■ **Work to be completed**:
Line by line, transcribe the data below exactly and pass over the images.
BEGIN Dataset records
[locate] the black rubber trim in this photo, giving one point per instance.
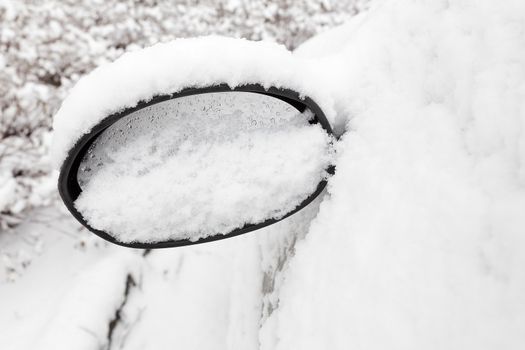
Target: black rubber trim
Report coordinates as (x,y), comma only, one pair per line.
(69,188)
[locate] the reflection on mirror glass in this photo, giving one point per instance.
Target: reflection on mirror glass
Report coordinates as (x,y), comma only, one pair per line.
(201,165)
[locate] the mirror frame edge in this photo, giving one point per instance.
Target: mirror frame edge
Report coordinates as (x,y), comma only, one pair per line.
(69,188)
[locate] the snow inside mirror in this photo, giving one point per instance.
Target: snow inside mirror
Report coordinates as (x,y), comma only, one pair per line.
(200,167)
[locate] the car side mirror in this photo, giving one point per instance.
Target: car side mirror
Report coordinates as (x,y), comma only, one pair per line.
(198,165)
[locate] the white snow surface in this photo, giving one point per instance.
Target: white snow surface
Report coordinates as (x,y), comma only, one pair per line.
(170,67)
(419,243)
(201,165)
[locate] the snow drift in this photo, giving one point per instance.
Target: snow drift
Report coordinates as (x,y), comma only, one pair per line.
(421,244)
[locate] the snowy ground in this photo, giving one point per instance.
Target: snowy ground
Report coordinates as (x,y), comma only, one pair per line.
(418,244)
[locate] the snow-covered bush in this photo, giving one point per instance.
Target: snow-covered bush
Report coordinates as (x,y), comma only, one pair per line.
(45,46)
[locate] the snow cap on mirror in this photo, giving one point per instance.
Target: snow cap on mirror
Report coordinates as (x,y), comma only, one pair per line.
(171,67)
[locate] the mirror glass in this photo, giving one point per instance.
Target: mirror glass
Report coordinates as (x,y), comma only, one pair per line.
(201,165)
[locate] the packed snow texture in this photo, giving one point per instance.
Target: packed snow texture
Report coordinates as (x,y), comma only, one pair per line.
(170,67)
(201,165)
(46,46)
(421,244)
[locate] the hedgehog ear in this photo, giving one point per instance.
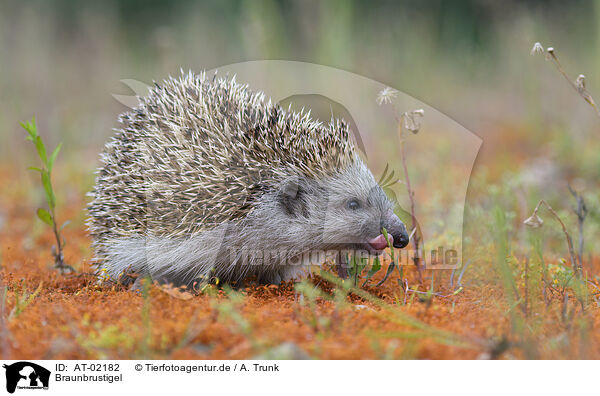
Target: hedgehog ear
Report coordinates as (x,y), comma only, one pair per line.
(290,197)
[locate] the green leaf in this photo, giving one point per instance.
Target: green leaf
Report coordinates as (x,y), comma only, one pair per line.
(48,189)
(53,157)
(45,216)
(41,149)
(31,128)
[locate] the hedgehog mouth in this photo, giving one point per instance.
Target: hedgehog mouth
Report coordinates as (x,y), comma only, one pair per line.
END Dataset records
■ **Solution**:
[locate] the black rubber trim in this photo, giving one point per instance.
Target: black rubber trim
Report coordinates as (x,y), comma only, one pair per line.
(69,188)
[locate] the reflection on mirror glass in this photo, giving one point per instance.
Target: reflection on mirror glass
Report coordinates as (x,y), comma only, one pair per line.
(201,165)
[locate] the mirror frame edge in this photo, giving one point per instance.
Target: mirror frame edge
Report coordinates as (x,y), comma only, one pair per line.
(69,188)
[locate] the snow inside mirror in this photo, giving one point per instance.
Target: snow inside mirror
Report coordinates as (x,y), comma only, one pair per line.
(200,167)
[locate] the car side mirror in this photo, giving one point per instance.
Target: car side mirror
Report coordinates as (x,y), comma only, one pair per line.
(198,165)
[locate] the white snow surface in this photo, giving one point per instance.
Target: white snow surface
Report coordinates as (x,y), comma only, one pair per line.
(170,67)
(419,243)
(201,165)
[locate] the snow drift in this photo, giving one point per instance.
Target: snow drift
Report coordinates as (x,y), comma only, one pair per line.
(421,244)
[locate] the snowy ground in this photo, giving one point per instance.
Target: snowy ground
Report coordinates as (x,y), comma only, one pair per line.
(418,244)
[locate] the snow-covered bush in this photo, giving one point per instance.
Target: snow-covered bush
Report coordinates as (x,y), comma only, one pair per line.
(45,46)
[locate] the snow cap on mirror in this photo, giving one point per instance.
Target: snow cap on mirror
Report coordinates as (x,y), comma only, one pair per line.
(171,67)
[locate] the mirror glass in this photo, giving one point per instance.
Target: mirror glass
Report coordinates as (x,y), comma only, one pair per line.
(201,165)
[locate] the packed snow texture in this photo, giving one point per instance.
Target: packed snow texture
Report coordinates as (x,y), comma only, one pair per line.
(170,67)
(201,165)
(46,46)
(421,244)
[locate] the hedgehog ear in this photo, giving one point per instance.
Target: hedgehog ear
Report coordinates as (x,y), comma only, one pair per line.
(290,197)
[locate] the green leaf in this photo, giving one point per instance.
Target: green leaf
Report coordinates as (x,y), comma only, one pair per line.
(48,189)
(53,157)
(45,216)
(41,149)
(31,128)
[locate] the hedgehog mouth in this photo, giving one point per instance.
Target: hedgehog mouth
Report coordinates as (x,y), comma only, one pair per line.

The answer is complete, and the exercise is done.